#### SOURCE DOCUMENT:
THE EXPERIENCES WE’VE ENCOUNTERED in building this family enterprise of ours, this cottage industry…has occurred while distributing recipe secrets through radio broadcasting and newspaper exposure and our own publishing efforts. If someone can benefit from our experiences, all the better. Mostly, though, this is just a story of our family, our five children…and how we made a dent in the hard shell of the publishing industry. (p. 2)

All of this should have started somewhere at a particular place in my life, because most important things DO have MEMORABLE BEGINNINGS. But I’m hard put to come up with that one event, that singular moment, when I knew that our Secret RecipesTM would touch other people, not just across the country but [also] across the world. And, in doing so, would make a difference. That’s what really counts – doing something that will make a difference for the good of others. (p. 7)

AT LEAST ONCE A WEEK…I am asked how I got into this business, how it all started and how somebody else can write their own book [or newsletter] and get it published. If there were a formula for our kind of success…I would be happy to share the information… (p. 14)

THE EXPERIENCES THAT COMPRISE the success and longevity of our Secret RecipesTM include some very wonderful people who have gone out of their way to make it easy for us to present our work to the public…[those were some to whom I shared ‘thank you’ notes in some of my past blog posts.]

Over the years, it has been, not a job, but a joy to continue investigating the secrets of the food industry, combining this information and recipes with the logic of the heart, the food for thought as well as food for the table. It continues to arouse interest and delight in, both, our readers and radio listeners all over the country, as well as the world! (p. 15)

‘I felt as if the hand of Providence had poured me out a blessing and it was pressed down, shaken together and running over.’ – Gloria Pitzer, My Cup Runneth Over and I Can’t Find My Mop (Secret RecipesTM, St. Clair, MI; Dec. 1989, p. 15)

EXPERIENCES & PREPARATION

THE EXACT CHRONOLOGICAL ORDER, in which each of my writing experiences have occurred, are not clear in my memory now. However, each step [and] each experience was, on second thought, [neither] a delay nor a setback, as I used to believe. It was, instead, only preparation and the gathering of experience…

[Other than myself,] there has been no ‘real’ publisher, no public relations agent or the expensive efforts of professional promoters. [Their] ideas of how to publicize what I have to offer would only conflict with what I felt should be done.

My cup runneth over because I have been blessed with an enthusiasm for promoting my own work and have been twice-blessed with the support and partnership of, probably, the most honest man in the world; who knows, from his own valuable working experiences, exactly how to manage and protect this enterprise.

All of the blessings I derived from having stumbled my way through the [not so] meaningless jobs of the many newspapers for which I once worked, eventually paid tremendous dividends, as I was able to put those learned skills into practice with this family enterprise of ours. Each bit of experience contributed to what I would, later, be able to do without the help of professionals. (p. 20)

#### EXERCISE A:
Reproduce the portion of the memoir excerpt about the family recipe business that opens with the words containing "All of the blessings" and closes with "professionals. (p. 20)".
#### EXERCISE B:
Extend the memoir excerpt about the family recipe business, picking up after its final sentence.

#### DATA LINES:
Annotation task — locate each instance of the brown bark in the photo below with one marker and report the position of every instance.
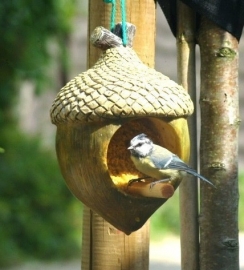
(188, 188)
(218, 151)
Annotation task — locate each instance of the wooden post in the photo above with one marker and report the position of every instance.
(188, 188)
(105, 247)
(219, 148)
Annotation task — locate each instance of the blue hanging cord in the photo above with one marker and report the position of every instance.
(123, 15)
(113, 12)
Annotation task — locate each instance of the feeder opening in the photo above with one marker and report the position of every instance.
(119, 163)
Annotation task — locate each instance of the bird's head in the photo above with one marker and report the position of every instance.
(141, 146)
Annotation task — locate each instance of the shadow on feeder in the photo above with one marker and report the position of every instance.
(97, 114)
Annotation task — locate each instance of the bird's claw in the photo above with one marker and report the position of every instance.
(130, 182)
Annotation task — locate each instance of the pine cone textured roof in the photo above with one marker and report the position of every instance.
(118, 86)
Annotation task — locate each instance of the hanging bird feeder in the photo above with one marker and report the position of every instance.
(97, 114)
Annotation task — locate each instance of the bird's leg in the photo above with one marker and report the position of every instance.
(137, 180)
(159, 181)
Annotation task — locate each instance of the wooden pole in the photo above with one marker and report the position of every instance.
(188, 187)
(103, 246)
(219, 148)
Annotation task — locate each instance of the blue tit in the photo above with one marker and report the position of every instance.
(158, 162)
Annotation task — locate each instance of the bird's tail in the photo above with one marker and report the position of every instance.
(194, 173)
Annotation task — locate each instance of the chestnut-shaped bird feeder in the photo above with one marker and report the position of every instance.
(97, 114)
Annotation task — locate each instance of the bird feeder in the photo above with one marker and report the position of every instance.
(97, 114)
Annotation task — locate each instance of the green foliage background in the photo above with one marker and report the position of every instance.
(37, 211)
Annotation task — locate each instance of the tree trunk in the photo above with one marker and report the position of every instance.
(219, 148)
(188, 188)
(105, 247)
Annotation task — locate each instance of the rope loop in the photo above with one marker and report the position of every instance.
(123, 15)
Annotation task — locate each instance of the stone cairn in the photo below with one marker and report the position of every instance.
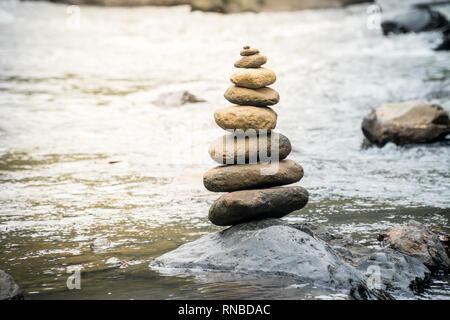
(253, 154)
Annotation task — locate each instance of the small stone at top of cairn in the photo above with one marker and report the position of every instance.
(253, 154)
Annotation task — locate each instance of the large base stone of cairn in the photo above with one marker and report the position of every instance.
(268, 248)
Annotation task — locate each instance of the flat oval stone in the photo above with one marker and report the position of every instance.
(234, 148)
(246, 117)
(253, 78)
(252, 176)
(252, 97)
(253, 61)
(242, 206)
(249, 51)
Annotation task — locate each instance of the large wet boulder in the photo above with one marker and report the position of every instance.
(269, 248)
(408, 122)
(417, 241)
(9, 289)
(399, 274)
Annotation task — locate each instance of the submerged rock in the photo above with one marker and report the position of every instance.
(415, 240)
(407, 122)
(242, 206)
(269, 248)
(177, 98)
(9, 290)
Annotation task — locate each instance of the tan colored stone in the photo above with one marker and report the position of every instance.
(254, 78)
(242, 206)
(235, 148)
(253, 61)
(252, 97)
(246, 117)
(252, 176)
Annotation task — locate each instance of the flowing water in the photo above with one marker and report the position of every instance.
(96, 174)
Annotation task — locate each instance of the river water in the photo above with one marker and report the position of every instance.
(95, 174)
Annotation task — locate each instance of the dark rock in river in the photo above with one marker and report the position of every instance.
(242, 206)
(269, 248)
(415, 240)
(175, 99)
(9, 290)
(415, 20)
(407, 122)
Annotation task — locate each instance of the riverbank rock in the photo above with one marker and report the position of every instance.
(415, 240)
(407, 122)
(234, 148)
(222, 6)
(243, 206)
(9, 290)
(252, 176)
(269, 248)
(253, 78)
(252, 97)
(176, 98)
(246, 117)
(253, 61)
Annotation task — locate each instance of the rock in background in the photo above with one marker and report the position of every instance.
(225, 6)
(9, 290)
(415, 240)
(408, 122)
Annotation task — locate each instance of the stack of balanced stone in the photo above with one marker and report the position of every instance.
(252, 155)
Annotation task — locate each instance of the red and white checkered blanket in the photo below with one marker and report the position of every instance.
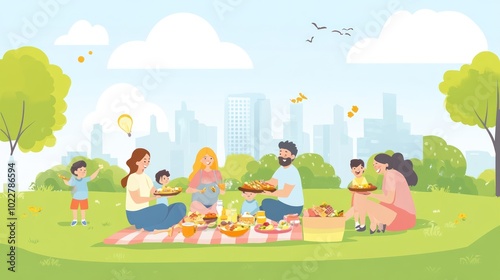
(208, 236)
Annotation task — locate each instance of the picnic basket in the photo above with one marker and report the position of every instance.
(323, 229)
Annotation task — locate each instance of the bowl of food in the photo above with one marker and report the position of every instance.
(210, 218)
(363, 188)
(168, 191)
(234, 229)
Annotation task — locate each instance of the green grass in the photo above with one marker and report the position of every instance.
(436, 246)
(477, 261)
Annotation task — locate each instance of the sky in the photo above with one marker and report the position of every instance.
(150, 56)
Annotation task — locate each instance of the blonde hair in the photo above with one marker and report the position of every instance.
(198, 165)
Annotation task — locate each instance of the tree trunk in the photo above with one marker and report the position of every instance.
(497, 156)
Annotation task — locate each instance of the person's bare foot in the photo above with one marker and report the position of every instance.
(160, 231)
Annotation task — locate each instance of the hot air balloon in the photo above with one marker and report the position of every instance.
(125, 123)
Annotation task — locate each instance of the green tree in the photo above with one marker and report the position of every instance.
(473, 97)
(235, 166)
(485, 183)
(32, 105)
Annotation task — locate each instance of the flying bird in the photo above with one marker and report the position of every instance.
(353, 111)
(317, 27)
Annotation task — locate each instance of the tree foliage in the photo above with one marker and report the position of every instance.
(473, 96)
(32, 104)
(235, 166)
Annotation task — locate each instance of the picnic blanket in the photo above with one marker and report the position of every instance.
(208, 236)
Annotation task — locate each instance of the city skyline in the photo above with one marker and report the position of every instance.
(251, 113)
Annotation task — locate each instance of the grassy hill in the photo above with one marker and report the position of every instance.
(440, 242)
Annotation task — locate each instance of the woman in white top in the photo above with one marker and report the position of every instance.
(140, 189)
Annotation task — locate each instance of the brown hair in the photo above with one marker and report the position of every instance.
(137, 155)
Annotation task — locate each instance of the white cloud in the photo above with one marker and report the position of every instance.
(83, 33)
(124, 99)
(180, 41)
(423, 37)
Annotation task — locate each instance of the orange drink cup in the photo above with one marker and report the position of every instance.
(261, 217)
(188, 229)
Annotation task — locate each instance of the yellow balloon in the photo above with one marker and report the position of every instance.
(125, 123)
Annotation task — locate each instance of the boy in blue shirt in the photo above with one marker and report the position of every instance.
(162, 177)
(80, 190)
(250, 205)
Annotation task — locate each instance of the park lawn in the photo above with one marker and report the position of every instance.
(48, 233)
(477, 261)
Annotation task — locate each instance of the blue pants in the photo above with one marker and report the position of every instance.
(275, 209)
(159, 216)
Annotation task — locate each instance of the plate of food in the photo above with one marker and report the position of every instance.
(270, 228)
(194, 217)
(210, 218)
(257, 187)
(233, 229)
(363, 188)
(168, 191)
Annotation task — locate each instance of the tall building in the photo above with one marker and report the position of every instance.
(333, 143)
(389, 133)
(190, 137)
(159, 146)
(247, 124)
(96, 145)
(478, 161)
(293, 130)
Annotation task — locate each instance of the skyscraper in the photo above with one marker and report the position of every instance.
(190, 137)
(389, 133)
(96, 145)
(294, 129)
(159, 146)
(247, 124)
(333, 143)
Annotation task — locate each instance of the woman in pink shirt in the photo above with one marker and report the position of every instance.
(395, 210)
(204, 182)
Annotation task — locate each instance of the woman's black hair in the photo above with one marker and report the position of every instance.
(77, 165)
(288, 145)
(357, 162)
(398, 163)
(160, 174)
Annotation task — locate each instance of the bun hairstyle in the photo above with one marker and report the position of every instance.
(137, 155)
(398, 163)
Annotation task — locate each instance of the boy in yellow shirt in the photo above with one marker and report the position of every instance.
(358, 168)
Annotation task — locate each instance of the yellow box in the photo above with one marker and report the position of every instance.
(319, 229)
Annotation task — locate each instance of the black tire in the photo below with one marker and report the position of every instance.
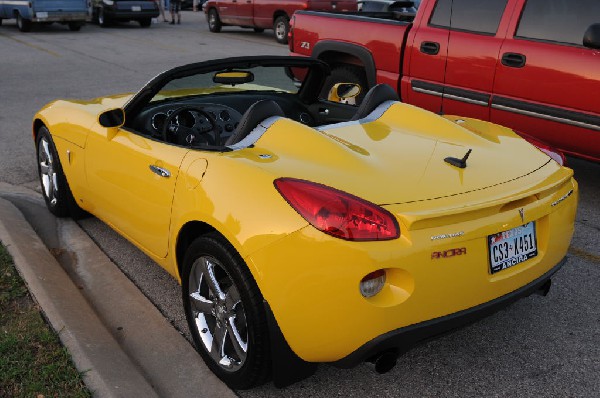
(145, 23)
(74, 26)
(346, 74)
(23, 24)
(102, 21)
(239, 311)
(214, 22)
(55, 189)
(281, 26)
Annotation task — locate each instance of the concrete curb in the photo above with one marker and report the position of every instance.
(116, 336)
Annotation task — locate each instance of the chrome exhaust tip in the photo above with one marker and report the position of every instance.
(384, 362)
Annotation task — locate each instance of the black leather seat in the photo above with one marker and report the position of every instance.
(258, 112)
(375, 97)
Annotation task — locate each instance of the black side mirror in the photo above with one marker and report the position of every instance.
(591, 38)
(112, 118)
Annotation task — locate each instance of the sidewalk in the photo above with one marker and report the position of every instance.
(117, 338)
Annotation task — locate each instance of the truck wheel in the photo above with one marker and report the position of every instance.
(23, 24)
(214, 22)
(346, 74)
(101, 18)
(74, 26)
(145, 23)
(225, 312)
(281, 28)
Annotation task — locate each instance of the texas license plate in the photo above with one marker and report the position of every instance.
(512, 247)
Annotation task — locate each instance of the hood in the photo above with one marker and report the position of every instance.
(399, 158)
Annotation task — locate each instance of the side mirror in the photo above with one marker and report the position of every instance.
(112, 118)
(591, 38)
(342, 92)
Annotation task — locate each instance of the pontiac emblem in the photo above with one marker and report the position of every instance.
(522, 214)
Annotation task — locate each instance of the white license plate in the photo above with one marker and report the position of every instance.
(512, 247)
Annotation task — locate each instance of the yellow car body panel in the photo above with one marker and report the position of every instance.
(310, 279)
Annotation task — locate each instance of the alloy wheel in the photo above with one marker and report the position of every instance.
(218, 313)
(48, 174)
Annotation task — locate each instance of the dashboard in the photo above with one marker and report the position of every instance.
(198, 122)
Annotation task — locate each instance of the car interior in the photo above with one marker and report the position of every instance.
(218, 108)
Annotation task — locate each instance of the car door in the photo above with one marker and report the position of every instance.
(458, 51)
(229, 11)
(548, 82)
(132, 179)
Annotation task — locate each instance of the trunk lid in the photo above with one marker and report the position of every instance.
(399, 158)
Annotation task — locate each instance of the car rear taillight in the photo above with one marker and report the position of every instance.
(291, 34)
(338, 213)
(372, 283)
(554, 153)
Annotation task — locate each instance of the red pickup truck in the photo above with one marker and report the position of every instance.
(266, 14)
(531, 65)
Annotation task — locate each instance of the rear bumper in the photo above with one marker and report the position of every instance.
(130, 15)
(63, 17)
(403, 339)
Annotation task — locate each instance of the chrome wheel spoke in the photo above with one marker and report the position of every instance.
(201, 304)
(239, 344)
(233, 305)
(217, 351)
(232, 299)
(211, 279)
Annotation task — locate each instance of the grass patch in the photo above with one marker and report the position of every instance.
(33, 363)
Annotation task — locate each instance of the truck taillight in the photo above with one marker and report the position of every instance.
(338, 213)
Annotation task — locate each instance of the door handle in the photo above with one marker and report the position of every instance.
(160, 171)
(430, 47)
(513, 60)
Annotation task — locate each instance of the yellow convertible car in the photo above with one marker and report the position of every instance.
(305, 230)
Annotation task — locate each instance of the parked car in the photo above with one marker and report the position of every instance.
(388, 5)
(106, 12)
(73, 13)
(265, 14)
(531, 65)
(305, 230)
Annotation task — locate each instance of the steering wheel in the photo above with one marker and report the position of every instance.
(184, 128)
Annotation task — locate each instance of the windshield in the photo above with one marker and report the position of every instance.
(256, 79)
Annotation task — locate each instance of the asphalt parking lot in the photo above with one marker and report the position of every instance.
(541, 346)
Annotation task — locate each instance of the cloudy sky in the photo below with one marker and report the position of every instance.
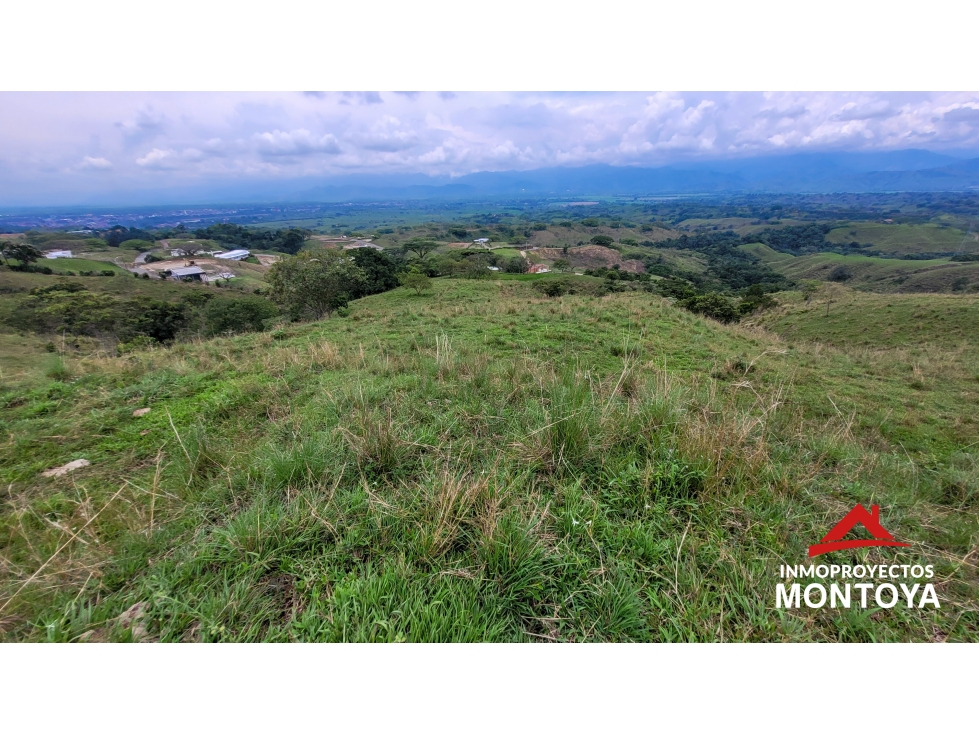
(75, 147)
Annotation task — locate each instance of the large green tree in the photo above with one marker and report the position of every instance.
(421, 246)
(20, 251)
(314, 284)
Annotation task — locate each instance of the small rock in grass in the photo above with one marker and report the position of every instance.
(70, 466)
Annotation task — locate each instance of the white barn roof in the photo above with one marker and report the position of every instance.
(233, 255)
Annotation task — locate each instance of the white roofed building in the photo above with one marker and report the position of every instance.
(233, 255)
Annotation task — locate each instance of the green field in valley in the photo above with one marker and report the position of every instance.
(901, 239)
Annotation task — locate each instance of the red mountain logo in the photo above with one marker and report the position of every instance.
(858, 515)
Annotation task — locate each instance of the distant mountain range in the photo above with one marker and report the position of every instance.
(819, 173)
(906, 170)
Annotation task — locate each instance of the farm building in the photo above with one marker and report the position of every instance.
(212, 277)
(362, 245)
(191, 273)
(233, 255)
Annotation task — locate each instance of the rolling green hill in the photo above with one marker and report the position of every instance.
(874, 273)
(482, 463)
(901, 239)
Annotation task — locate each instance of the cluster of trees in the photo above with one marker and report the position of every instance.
(25, 254)
(717, 306)
(68, 307)
(795, 240)
(288, 240)
(317, 284)
(728, 268)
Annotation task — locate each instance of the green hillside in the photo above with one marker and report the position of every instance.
(874, 273)
(901, 239)
(482, 463)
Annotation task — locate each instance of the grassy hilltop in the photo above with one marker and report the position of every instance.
(483, 463)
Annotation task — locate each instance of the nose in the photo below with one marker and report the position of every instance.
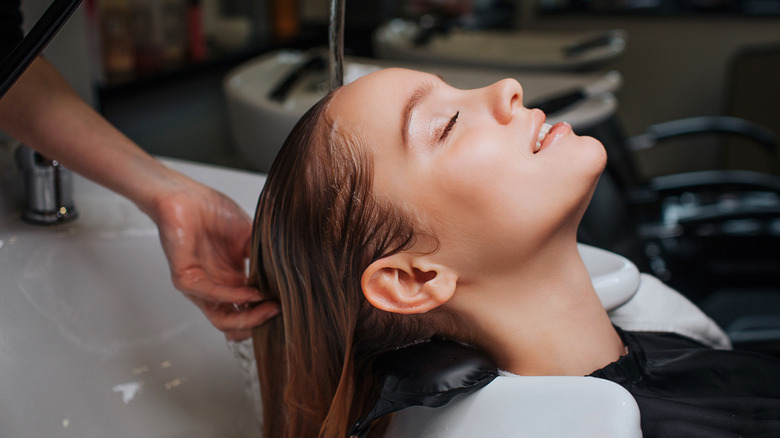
(505, 97)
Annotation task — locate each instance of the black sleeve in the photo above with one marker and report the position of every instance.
(10, 26)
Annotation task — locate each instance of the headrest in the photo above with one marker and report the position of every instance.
(429, 373)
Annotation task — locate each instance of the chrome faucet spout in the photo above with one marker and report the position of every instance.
(48, 188)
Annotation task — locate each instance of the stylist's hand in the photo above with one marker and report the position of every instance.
(206, 237)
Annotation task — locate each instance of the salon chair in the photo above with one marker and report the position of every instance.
(441, 388)
(713, 235)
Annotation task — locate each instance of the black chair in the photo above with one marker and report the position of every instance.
(713, 235)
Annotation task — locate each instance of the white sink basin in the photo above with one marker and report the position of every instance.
(95, 341)
(260, 124)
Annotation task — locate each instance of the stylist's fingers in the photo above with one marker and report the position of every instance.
(196, 284)
(233, 318)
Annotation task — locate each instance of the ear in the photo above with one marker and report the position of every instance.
(407, 283)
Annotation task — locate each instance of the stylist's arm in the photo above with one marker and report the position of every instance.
(205, 235)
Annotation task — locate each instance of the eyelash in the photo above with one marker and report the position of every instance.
(449, 126)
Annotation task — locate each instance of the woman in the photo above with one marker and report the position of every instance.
(401, 208)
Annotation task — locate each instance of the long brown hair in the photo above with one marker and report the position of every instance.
(317, 227)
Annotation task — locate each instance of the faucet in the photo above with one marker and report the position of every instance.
(48, 188)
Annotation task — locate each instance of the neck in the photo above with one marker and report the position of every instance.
(550, 320)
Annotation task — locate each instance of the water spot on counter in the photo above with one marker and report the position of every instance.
(175, 382)
(128, 390)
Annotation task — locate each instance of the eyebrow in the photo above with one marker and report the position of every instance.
(418, 96)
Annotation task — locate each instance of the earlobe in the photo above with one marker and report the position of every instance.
(406, 283)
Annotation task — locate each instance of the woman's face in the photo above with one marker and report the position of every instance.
(468, 162)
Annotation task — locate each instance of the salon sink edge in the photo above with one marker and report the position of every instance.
(94, 339)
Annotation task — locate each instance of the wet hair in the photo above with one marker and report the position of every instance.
(318, 226)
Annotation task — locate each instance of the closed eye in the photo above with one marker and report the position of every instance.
(449, 127)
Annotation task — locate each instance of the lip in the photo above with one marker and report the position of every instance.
(539, 118)
(558, 130)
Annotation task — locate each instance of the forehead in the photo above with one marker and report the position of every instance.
(375, 99)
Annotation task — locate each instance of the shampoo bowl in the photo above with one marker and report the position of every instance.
(94, 339)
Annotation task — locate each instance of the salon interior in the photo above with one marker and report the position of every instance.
(95, 341)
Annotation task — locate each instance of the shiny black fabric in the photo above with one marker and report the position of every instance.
(684, 389)
(10, 26)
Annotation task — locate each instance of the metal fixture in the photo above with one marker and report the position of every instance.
(48, 188)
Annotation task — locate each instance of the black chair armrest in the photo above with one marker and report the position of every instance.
(706, 124)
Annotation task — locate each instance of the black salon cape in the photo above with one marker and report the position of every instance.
(10, 26)
(684, 389)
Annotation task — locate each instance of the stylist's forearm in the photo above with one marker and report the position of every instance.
(42, 111)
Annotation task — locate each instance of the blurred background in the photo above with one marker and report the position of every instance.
(155, 67)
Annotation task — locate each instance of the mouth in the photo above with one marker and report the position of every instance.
(543, 131)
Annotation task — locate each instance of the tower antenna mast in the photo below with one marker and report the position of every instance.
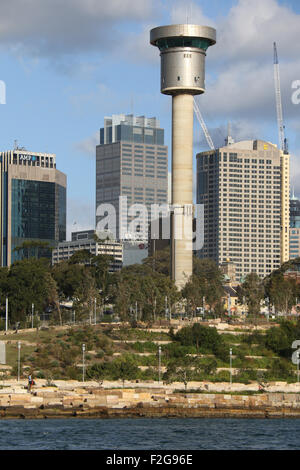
(282, 139)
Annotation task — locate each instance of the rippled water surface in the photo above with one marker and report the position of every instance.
(169, 434)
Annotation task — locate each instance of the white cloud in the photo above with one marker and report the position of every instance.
(54, 28)
(251, 27)
(87, 146)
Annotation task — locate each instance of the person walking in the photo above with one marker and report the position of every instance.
(30, 382)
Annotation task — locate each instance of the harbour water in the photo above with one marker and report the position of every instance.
(154, 434)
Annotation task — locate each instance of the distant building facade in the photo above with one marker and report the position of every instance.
(132, 163)
(86, 240)
(244, 187)
(33, 202)
(294, 228)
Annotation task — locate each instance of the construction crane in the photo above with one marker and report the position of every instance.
(203, 125)
(282, 140)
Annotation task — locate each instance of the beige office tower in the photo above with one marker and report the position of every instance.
(244, 187)
(182, 51)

#### RIGHT ANSWER A:
All of the blessings I derived from having stumbled my way through the [not so] meaningless jobs of the many newspapers for which I once worked, eventually paid tremendous dividends, as I was able to put those learned skills into practice with this family enterprise of ours. Each bit of experience contributed to what I would, later, be able to do without the help of professionals. (p. 20)

#### RIGHT ANSWER B:
EXPERIENCES & RADIO

While the critics snickered that my fast food imitations would run its unhealthy course in a short while [and] that my ability to turn out copy would, soon, be exhausted; I continued to look to a Divine Source for [my] daily supply of, both, energy and ideas. I have never yet been disappointed or without something good to share with our family of readers and our radio listeners. My cup does, indeed, run over! (p. 21)

COPYCAT

IF SOMEONE WERE TO COPY our so-called “success”, I could give them no blueprint for that condition. Each one of the little steps that we had to take to develop the kitchen table activity into a professional business operation, are like the grains of sand that the oyster requires to form a pearl. (p. 25)

HOW TO…

WITH…WRITING AND MARKETING, it’s all based on individuality, on experience being the best teacher and on having a responsive audience…it also begins with a sale. You have to know to whom you will be directing your material and how you will be meeting their needs. Nobody can tell you HOW to do that – you either know or you don’t! If you don’t know how to talk to your reader, you’re like a lighthouse without a light!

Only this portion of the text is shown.